_TEXT PROVIDED:_

| ← Previous race | Next race → |

Race details
- Date: 8 April 2018
- Official name: Formula 1 2018 Gulf Air Bahrain Grand Prix
- Location: Bahrain International Circuit Sakhir, Bahrain
- Course: Permanent racing facility
- Course length: 5.412 km (3.362 miles)
- Distance: 57 laps, 308.238 km (191.530 miles)
- Weather: Clear
- Attendance: 95,000

Pole position
- Driver: Sebastian Vettel; / Ferrari
- Time: 1:27.958

Fastest lap
- Driver: Valtteri Bottas / Mercedes
- Time: 1:33.740 on lap 22

Podium
- First: Sebastian Vettel; / Ferrari
- Second: Valtteri Bottas; / Mercedes
- Third: Lewis Hamilton; / Mercedes

= 2018 Bahrain Grand Prix =

2018 Formula 1 race

The 2018 Bahrain Grand Prix (formally known as the Formula 1 2018 Gulf Air Bahrain Grand Prix) was a Formula One motor race that took place on 8 April 2018 at the Bahrain International Circuit in Sakhir, Bahrain. The race was the second round of the 2018 Formula One World Championship and marked the 14th time that the Bahrain Grand Prix had been run as a round of the Formula One World Championship.

Sebastian Vettel was the defending race winner. He entered the round with a seven-point lead over Lewis Hamilton in the World Drivers' Championship. In the World Constructors' Championship standings, Ferrari hold a ten-point lead over Mercedes.

== Report ==

=== Practice ===
Daniel Ricciardo was fastest in first practice with Kimi Räikkönen fastest in second and third practice.

=== Qualifying ===
Sebastian Vettel qualified on pole position with a time of 1:27.958, a new outright track record, with teammate Kimi Räikkönen second. Mercedes locked out the second row, although Lewis Hamilton subsequently took a five place grid penalty for an unscheduled gearbox change and started from ninth on the grid. Pierre Gasly made Q3 for the first time in his career, eventually qualifying in sixth. Max Verstappen started the race in fifteenth position, having been prevented from taking part in Q2 following a crash in Q1 after he lost control of his throttle as his car rode over a kerb.

_RAW DATA:_
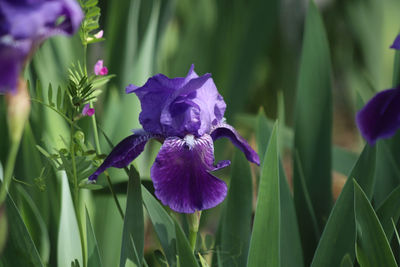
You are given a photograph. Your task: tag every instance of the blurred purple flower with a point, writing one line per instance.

_AIM:_
Rewrite the passage of the Bahrain Grand Prix text starting with "The 2018 Bahrain" and going on through "One World Championship.", putting "opening round" in place of "second round".

_SOLUTION TO THIS PROBLEM:_
The 2018 Bahrain Grand Prix (formally known as the Formula 1 2018 Gulf Air Bahrain Grand Prix) was a Formula One motor race that took place on 8 April 2018 at the Bahrain International Circuit in Sakhir, Bahrain. The race was the opening round of the 2018 Formula One World Championship and marked the 14th time that the Bahrain Grand Prix had been run as a round of the Formula One World Championship.